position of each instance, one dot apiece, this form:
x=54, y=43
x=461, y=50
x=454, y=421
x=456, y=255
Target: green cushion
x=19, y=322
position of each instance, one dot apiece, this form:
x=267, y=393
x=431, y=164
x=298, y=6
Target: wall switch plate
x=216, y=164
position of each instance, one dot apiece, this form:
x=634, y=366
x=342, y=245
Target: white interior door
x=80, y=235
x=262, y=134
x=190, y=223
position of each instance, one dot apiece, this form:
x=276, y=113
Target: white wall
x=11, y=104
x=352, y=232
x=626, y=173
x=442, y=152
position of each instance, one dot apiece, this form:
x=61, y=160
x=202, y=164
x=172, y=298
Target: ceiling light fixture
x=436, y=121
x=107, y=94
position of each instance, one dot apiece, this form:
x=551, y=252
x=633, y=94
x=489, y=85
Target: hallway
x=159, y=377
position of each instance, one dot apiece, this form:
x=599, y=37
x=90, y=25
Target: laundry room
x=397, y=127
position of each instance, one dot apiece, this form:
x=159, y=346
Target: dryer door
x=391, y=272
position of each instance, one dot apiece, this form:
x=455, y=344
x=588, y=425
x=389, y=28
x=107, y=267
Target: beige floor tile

...

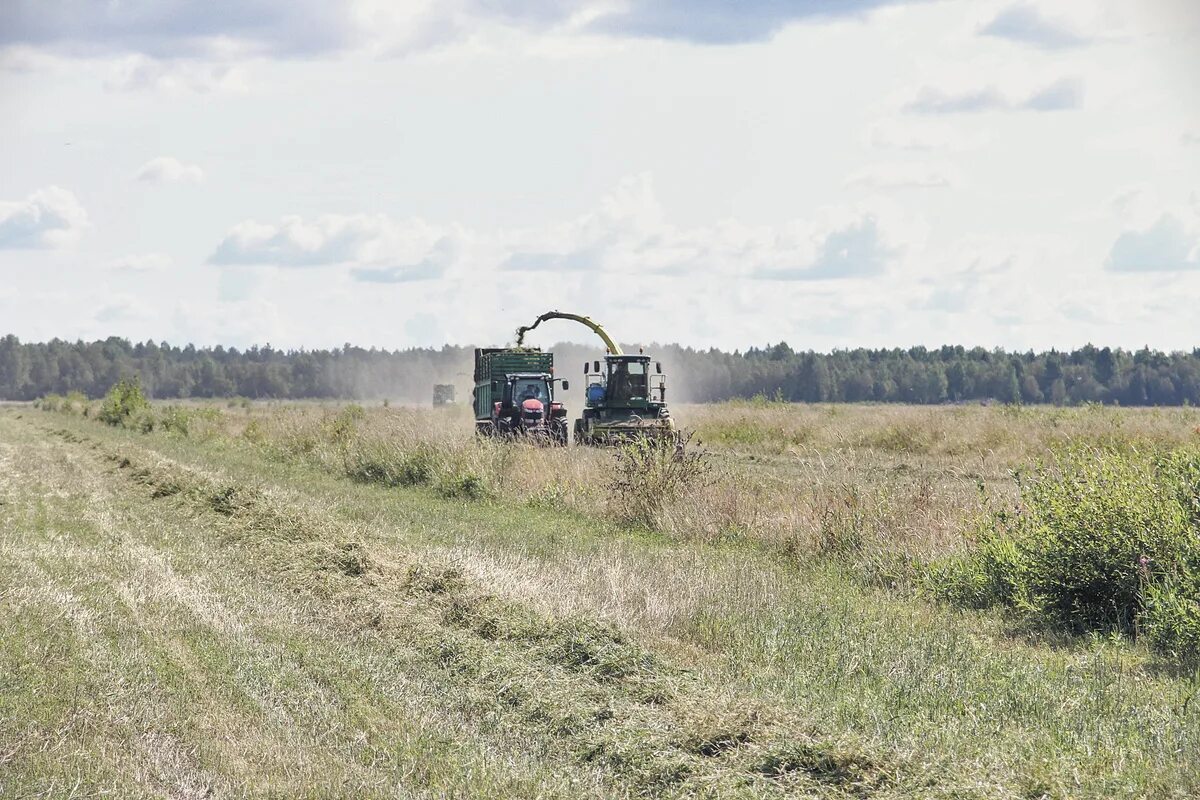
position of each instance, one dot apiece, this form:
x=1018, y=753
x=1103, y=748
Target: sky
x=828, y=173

— Your instructions —
Pick out each line in the records that contains the word "door" and copy those lines unchanged.

— Completed task —
Target: white interior door
Target: dryer door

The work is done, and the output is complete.